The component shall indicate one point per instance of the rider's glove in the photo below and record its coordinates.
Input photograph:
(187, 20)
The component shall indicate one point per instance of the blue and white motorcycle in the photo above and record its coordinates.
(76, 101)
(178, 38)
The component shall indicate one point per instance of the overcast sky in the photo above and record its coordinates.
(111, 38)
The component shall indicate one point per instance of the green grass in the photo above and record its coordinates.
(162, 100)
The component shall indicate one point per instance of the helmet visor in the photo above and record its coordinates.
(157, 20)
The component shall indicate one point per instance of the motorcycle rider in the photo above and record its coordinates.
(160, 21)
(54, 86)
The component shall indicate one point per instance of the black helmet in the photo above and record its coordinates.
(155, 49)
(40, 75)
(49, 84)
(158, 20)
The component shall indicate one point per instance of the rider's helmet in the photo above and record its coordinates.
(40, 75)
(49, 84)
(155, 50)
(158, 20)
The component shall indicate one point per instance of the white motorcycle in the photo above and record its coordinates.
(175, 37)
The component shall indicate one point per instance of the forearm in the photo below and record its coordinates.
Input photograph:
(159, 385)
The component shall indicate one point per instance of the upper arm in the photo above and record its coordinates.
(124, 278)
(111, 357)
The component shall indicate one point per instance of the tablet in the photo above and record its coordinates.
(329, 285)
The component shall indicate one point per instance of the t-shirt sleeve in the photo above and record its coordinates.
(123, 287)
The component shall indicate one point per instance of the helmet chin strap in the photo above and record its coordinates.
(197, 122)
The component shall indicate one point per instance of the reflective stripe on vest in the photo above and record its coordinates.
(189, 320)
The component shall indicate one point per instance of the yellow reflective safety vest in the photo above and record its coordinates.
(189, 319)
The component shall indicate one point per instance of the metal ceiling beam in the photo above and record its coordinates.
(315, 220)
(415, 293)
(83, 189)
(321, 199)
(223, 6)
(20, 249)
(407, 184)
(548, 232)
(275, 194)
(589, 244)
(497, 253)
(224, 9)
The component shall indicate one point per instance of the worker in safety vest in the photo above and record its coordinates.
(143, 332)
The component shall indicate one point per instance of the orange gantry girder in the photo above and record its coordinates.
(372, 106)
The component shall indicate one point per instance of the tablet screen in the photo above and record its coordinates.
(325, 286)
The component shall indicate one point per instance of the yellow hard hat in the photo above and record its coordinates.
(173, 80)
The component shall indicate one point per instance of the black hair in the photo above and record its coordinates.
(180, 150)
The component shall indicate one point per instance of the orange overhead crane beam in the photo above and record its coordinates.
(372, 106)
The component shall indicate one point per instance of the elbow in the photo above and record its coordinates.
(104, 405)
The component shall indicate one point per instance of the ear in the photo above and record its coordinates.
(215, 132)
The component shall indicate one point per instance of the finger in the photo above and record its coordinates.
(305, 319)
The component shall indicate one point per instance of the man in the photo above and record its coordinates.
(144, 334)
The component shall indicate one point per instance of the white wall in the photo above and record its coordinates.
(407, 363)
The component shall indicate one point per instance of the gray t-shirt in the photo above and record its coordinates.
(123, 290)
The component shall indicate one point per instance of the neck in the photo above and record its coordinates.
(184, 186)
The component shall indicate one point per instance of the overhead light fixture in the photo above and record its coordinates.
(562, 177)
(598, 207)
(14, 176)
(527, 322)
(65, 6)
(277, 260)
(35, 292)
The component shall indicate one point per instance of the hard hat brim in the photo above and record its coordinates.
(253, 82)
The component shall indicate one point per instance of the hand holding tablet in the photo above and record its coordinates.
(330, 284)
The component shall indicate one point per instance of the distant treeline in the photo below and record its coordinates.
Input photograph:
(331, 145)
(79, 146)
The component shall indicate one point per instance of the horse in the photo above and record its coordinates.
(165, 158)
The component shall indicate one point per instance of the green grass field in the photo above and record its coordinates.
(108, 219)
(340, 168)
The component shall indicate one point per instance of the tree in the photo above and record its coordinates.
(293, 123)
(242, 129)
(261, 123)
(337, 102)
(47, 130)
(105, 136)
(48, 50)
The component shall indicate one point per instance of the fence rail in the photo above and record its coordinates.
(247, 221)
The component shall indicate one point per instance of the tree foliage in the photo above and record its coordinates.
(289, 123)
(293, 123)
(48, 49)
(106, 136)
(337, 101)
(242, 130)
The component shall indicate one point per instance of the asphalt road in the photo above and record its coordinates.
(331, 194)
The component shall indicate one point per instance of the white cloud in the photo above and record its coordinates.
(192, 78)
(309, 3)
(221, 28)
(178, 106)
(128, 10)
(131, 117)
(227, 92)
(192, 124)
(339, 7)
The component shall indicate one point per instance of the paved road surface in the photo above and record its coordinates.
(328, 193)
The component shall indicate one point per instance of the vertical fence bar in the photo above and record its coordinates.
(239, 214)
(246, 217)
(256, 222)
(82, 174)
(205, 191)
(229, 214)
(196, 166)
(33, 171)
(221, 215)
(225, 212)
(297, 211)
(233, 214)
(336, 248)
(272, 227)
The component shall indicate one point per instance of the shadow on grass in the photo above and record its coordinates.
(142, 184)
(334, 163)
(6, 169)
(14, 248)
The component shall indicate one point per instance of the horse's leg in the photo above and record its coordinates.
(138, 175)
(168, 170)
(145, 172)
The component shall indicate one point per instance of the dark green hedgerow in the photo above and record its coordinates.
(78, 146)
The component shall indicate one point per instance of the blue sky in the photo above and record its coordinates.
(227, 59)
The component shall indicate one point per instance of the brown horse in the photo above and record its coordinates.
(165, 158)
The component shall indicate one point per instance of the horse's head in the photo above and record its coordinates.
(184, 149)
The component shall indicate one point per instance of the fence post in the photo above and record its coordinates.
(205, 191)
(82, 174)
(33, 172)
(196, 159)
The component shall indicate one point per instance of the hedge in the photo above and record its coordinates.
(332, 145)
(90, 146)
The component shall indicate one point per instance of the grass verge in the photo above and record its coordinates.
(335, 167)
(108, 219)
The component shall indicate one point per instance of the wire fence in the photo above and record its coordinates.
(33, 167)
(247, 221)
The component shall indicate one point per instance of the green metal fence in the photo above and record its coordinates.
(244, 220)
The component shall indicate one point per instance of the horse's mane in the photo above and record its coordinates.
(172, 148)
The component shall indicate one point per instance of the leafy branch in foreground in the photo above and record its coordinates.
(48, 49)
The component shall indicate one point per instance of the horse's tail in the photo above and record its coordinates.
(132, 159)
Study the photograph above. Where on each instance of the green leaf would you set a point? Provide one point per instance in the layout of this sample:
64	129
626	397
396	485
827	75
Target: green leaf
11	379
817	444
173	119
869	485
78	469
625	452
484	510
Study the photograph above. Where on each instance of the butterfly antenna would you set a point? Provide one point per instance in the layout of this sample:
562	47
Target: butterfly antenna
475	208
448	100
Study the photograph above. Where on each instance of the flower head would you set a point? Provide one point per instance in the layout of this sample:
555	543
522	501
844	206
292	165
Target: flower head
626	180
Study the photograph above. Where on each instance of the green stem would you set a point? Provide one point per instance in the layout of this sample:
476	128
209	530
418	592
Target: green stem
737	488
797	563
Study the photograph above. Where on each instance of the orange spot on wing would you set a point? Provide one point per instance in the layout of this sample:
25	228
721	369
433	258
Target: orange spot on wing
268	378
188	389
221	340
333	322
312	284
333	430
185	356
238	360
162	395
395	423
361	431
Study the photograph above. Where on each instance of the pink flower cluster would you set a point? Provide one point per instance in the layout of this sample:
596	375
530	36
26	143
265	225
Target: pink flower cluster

§ What you have to do: From the first line to the last, please write out the entries exactly.

§ Worked solution:
The component shall indicate one point per instance of the rider's glove in the photo below and record its coordinates.
Input photograph:
(187, 20)
The component shall indicate one point per instance of the blue and white motorcycle in the photo above and record its coordinates.
(76, 101)
(178, 38)
The component shall indicate one point per instance of the overcast sky in the photo above and record its coordinates.
(111, 38)
The component shall indicate one point per instance of the green grass in the photo above and record its coordinates.
(162, 100)
The component shall indicate one point per instance of the helmet visor in the photo above and record its coordinates.
(157, 20)
The component shall indicate one point per instance of the motorcycle rider in the photo above and record its coordinates.
(160, 21)
(54, 86)
The component shall indicate one point per instance of the black helmet in the photo above and record its coordinates.
(155, 49)
(40, 75)
(49, 84)
(158, 20)
The component shall indicate one point per instance of the rider's helmet in the photo above and record its coordinates.
(40, 75)
(49, 84)
(155, 50)
(158, 20)
The component shall indicate one point per instance of the white motorcycle in the photo above and record its coordinates.
(175, 37)
The component shall indicate one point per instance of the forearm in the photo below and record its coordinates.
Input photograph:
(159, 385)
The component shall indicate one point per instance of the upper arm in the photo above and record its coordinates.
(124, 278)
(111, 357)
The component shall indicate one point per instance of the tablet in the photo above and record its coordinates.
(329, 285)
The component shall indicate one point per instance of the t-shirt sleeve in the photo above and record its coordinates.
(123, 287)
The component shall indicate one point per instance of the helmet chin strap in the photo above and record its coordinates.
(197, 122)
The component shall indicate one point per instance of the reflective stripe on vest in the photo above and record its coordinates.
(189, 320)
The component shall indicate one point per instance of the yellow reflective safety vest in the photo above and record its coordinates.
(189, 319)
The component shall indicate one point per instance of the metal ceiling beam in the photo above and record its coordinates.
(315, 220)
(415, 293)
(83, 189)
(321, 199)
(223, 6)
(20, 249)
(407, 184)
(548, 232)
(275, 194)
(589, 244)
(497, 253)
(224, 9)
The component shall indicate one point per instance of the worker in safety vest in the photo above and record its coordinates.
(143, 332)
The component shall indicate one point per instance of the orange gantry girder in the photo above and record its coordinates.
(372, 106)
The component shall indicate one point per instance of the tablet screen in the photo above and record its coordinates.
(325, 286)
The component shall indicate one point per instance of the yellow hard hat in the photo above and record its coordinates.
(173, 80)
The component shall indicate one point per instance of the black hair in the photo above and record its coordinates.
(180, 150)
The component shall indicate one point per instance of the orange overhead crane beam in the photo above and record its coordinates.
(372, 106)
The component shall indicate one point per instance of the elbow in the photo above and record its coordinates.
(104, 405)
The component shall indicate one point per instance of the ear in the photo above and record its coordinates.
(215, 132)
The component shall indicate one point per instance of the finger in the photo above and record its coordinates.
(305, 319)
The component shall indicate one point per instance of the man in the photo above and record its coordinates.
(144, 334)
The component shall indicate one point per instance of the white wall in the photo above and record its coordinates.
(407, 363)
The component shall indicate one point per instance of the gray t-shirt in the photo above and record its coordinates.
(123, 290)
The component shall indicate one point per instance of the neck in the photo above and record its coordinates.
(184, 186)
The component shall indicate one point per instance of the overhead light fixture in the photo above and record its coordinates.
(562, 177)
(598, 207)
(14, 176)
(527, 322)
(65, 6)
(277, 260)
(35, 292)
The component shall indicate one point per instance of the hard hat brim in the photo above and record its coordinates.
(253, 82)
The component shall indicate one point per instance of the hand holding tablet in the photo above and record its coordinates.
(330, 284)
The component shall indicate one point per instance of the distant treeline in the photo below and record its coordinates.
Input photograph:
(331, 145)
(79, 146)
The component shall indicate one point per instance of the horse in the photo above and record its coordinates.
(165, 158)
The component shall indicate one point per instance of the green grass field in the photo above and record its coordinates.
(108, 219)
(340, 168)
The component shall indicate one point per instance of the tree in the photo above and record its coordinates.
(293, 123)
(242, 129)
(261, 123)
(337, 102)
(47, 130)
(105, 136)
(48, 50)
The component shall indicate one point per instance of the fence rail in the photo above and record its coordinates.
(247, 221)
The component shall indicate one point per instance of the tree foliage in the photo above and record its coordinates.
(289, 123)
(293, 123)
(48, 49)
(106, 136)
(337, 101)
(242, 130)
The component shall indicate one point per instance of the asphalt road in the photo above and record its coordinates.
(331, 194)
The component shall indicate one point per instance of the white cloud in the photo above and record its coordinates.
(192, 78)
(309, 3)
(221, 28)
(178, 106)
(128, 10)
(131, 117)
(227, 92)
(192, 124)
(339, 7)
The component shall indicate one point per instance of the paved road surface in the photo above and record its coordinates.
(328, 193)
The component shall indicate one point per instance of the vertical fence bar in the photo above and record its coordinates.
(239, 214)
(246, 217)
(256, 222)
(82, 174)
(205, 191)
(229, 214)
(196, 166)
(33, 171)
(221, 215)
(225, 212)
(297, 211)
(233, 214)
(336, 248)
(272, 227)
The component shall indicate one point per instance of the shadow on grass in the photo above and record its coordinates.
(142, 184)
(334, 163)
(6, 169)
(14, 248)
The component shall indicate one point per instance of the horse's leg in the photo above and record its coordinates.
(138, 175)
(168, 170)
(145, 172)
The component shall indicate one point per instance of the dark green hedgerow in the photo above and record its coordinates.
(78, 146)
The component shall indicate one point per instance of the blue sky in the photo above and record its coordinates.
(227, 59)
The component shall indicate one point per instance of the brown horse in the photo above and record its coordinates.
(165, 158)
The component shall indicate one point per instance of the horse's head in the photo above and record its coordinates.
(184, 149)
The component shall indicate one point per instance of the fence post in the photo above and record its coordinates.
(205, 191)
(82, 174)
(33, 172)
(196, 159)
The component shall indicate one point per instance of the hedge in the photo above and record its coordinates.
(332, 145)
(90, 146)
The component shall indicate one point per instance of the grass verge in the photo above and record its coordinates.
(335, 167)
(108, 219)
The component shall indicate one point per instance of the wire fence in the photo above and record its coordinates.
(33, 167)
(247, 221)
The component shall indicate one point per instance of the green metal fence in the photo above and record its coordinates.
(244, 220)
The component shall indicate one point per instance of the horse's mane in the photo above and record its coordinates.
(172, 148)
The component shall indicate one point per instance of the leafy branch in foreground in the photo above and record its coordinates.
(48, 49)
The component shall indicate one point per instance of the horse's tail in the photo above and record its coordinates.
(132, 159)
Study the photograph above. Where on each instance of the green leaf would you set a point? Provide one point per instance in the layout of this sample:
64	129
626	397
396	485
827	75
Target: green leaf
11	379
817	444
173	119
869	485
78	469
625	452
484	510
Study the photograph above. Where on each instance of the butterfly antenna would you set a point? Provide one point per instance in the layout of this sample:
562	47
Target: butterfly antenna
475	208
448	100
Study the photograph above. Where on each instance of the flower head would you set a point? Provide one point per instance in the layout of this sample:
555	543
522	501
844	206
292	165
Target: flower head
626	180
Study the photograph above. Where on each instance of the green stem would you set a point? Provide one point per instance in the layout of this sample:
476	128
209	530
418	592
Target: green stem
737	488
797	563
Study the photograph above. Where on each instance of the orange spot on wing would you set a point? Provide one point per instance in the layout of this sample:
25	228
721	369
433	258
Target: orange spot on wing
268	378
188	389
221	340
333	322
312	284
333	430
185	356
238	360
162	395
395	423
361	431
Study the photograph above. Where on each instance of the pink flower cluster would you set a point? Provide one point per instance in the layout of this sample:
596	375
530	36
26	143
265	225
Target: pink flower cluster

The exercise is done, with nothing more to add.